▸ **Given instruction**
Without including any pictures, copy each entry below exactly.

====== Provided material ======

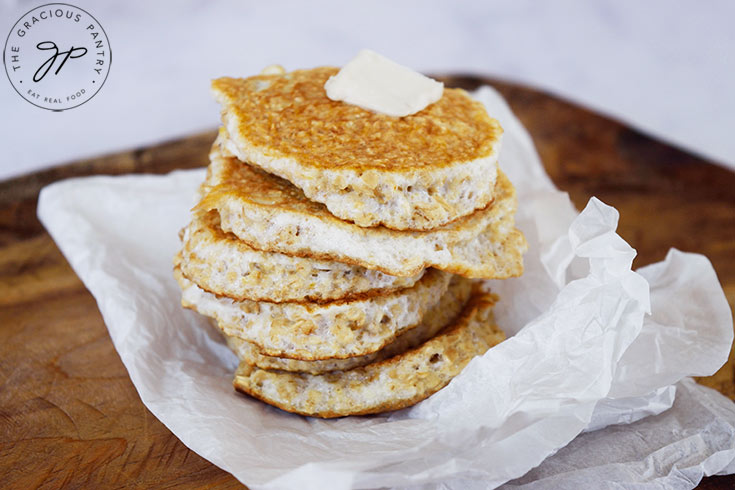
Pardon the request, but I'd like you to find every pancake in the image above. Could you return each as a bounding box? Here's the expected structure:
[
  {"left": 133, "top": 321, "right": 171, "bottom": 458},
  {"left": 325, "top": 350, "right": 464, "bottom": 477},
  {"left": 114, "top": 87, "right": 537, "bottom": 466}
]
[
  {"left": 212, "top": 67, "right": 503, "bottom": 230},
  {"left": 233, "top": 292, "right": 505, "bottom": 418},
  {"left": 174, "top": 267, "right": 451, "bottom": 360},
  {"left": 196, "top": 138, "right": 526, "bottom": 279},
  {"left": 225, "top": 276, "right": 474, "bottom": 374},
  {"left": 180, "top": 211, "right": 423, "bottom": 303}
]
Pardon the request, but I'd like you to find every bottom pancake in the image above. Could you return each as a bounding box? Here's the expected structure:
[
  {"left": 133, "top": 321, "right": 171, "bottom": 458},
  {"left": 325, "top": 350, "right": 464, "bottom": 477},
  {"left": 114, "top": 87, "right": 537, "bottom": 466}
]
[
  {"left": 227, "top": 276, "right": 476, "bottom": 374},
  {"left": 233, "top": 291, "right": 505, "bottom": 418}
]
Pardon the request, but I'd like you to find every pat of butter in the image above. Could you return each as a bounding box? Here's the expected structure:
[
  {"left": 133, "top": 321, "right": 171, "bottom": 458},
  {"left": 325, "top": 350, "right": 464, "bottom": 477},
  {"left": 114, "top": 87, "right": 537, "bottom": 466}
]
[{"left": 324, "top": 49, "right": 444, "bottom": 117}]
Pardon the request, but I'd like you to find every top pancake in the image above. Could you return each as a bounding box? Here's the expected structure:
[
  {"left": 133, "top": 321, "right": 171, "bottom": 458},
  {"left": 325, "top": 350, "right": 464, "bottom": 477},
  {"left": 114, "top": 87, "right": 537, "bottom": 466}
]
[{"left": 212, "top": 67, "right": 502, "bottom": 230}]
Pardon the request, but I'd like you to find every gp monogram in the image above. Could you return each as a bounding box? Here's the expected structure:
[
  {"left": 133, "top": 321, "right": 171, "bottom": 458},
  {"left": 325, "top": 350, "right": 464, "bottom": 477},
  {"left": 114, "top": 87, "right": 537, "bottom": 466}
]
[{"left": 3, "top": 3, "right": 112, "bottom": 111}]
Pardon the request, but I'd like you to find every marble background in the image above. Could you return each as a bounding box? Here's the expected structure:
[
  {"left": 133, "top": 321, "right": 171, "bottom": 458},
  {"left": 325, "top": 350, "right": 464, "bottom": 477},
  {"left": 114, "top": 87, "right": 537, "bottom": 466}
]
[{"left": 0, "top": 0, "right": 735, "bottom": 179}]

======

▸ **Completed task**
Pardon the request, but I'd like you to find every pancake in the image above. Could you return each as a bounding box? Here's the expected structure:
[
  {"left": 133, "top": 321, "right": 171, "bottom": 458},
  {"left": 325, "top": 350, "right": 464, "bottom": 477},
  {"left": 114, "top": 87, "right": 537, "bottom": 466}
]
[
  {"left": 212, "top": 67, "right": 503, "bottom": 230},
  {"left": 233, "top": 292, "right": 505, "bottom": 418},
  {"left": 174, "top": 267, "right": 451, "bottom": 360},
  {"left": 196, "top": 138, "right": 526, "bottom": 279},
  {"left": 225, "top": 276, "right": 474, "bottom": 374},
  {"left": 180, "top": 211, "right": 423, "bottom": 303}
]
Pardon the request, but I'd like you to find every bottom pancake in the image above. Could you return each as a bounding box? Here's the expected structure:
[
  {"left": 133, "top": 321, "right": 171, "bottom": 458},
  {"left": 325, "top": 350, "right": 464, "bottom": 477},
  {"left": 114, "top": 87, "right": 537, "bottom": 466}
]
[
  {"left": 227, "top": 276, "right": 476, "bottom": 374},
  {"left": 233, "top": 291, "right": 505, "bottom": 418}
]
Pardon the request, but I'd like you to find every pat of butter in the image above. Could you return each as a bounding box? Here's the expected structure:
[
  {"left": 133, "top": 321, "right": 171, "bottom": 458},
  {"left": 325, "top": 350, "right": 464, "bottom": 477},
  {"left": 114, "top": 87, "right": 537, "bottom": 466}
]
[{"left": 324, "top": 49, "right": 444, "bottom": 117}]
Pardon the request, but I'd like you to find every top pancake in the image above. Could you return each as a bounding box? Here's the expected structure:
[
  {"left": 133, "top": 321, "right": 171, "bottom": 458},
  {"left": 325, "top": 350, "right": 464, "bottom": 477},
  {"left": 114, "top": 87, "right": 537, "bottom": 466}
]
[{"left": 212, "top": 67, "right": 502, "bottom": 230}]
Pardon the request, but I'd like you to find every gp monogram in the image above. Could you return each as a bounding box? Here's the expected structure:
[
  {"left": 133, "top": 321, "right": 171, "bottom": 458},
  {"left": 325, "top": 350, "right": 464, "bottom": 477},
  {"left": 114, "top": 87, "right": 537, "bottom": 466}
]
[{"left": 3, "top": 3, "right": 112, "bottom": 111}]
Pardon the request, but I'd like you to find every marble background in the image above. Could you return each as a bounding box? Here's the expected structure:
[
  {"left": 133, "top": 321, "right": 171, "bottom": 458},
  {"left": 325, "top": 350, "right": 464, "bottom": 477},
  {"left": 114, "top": 87, "right": 537, "bottom": 466}
]
[{"left": 0, "top": 0, "right": 735, "bottom": 179}]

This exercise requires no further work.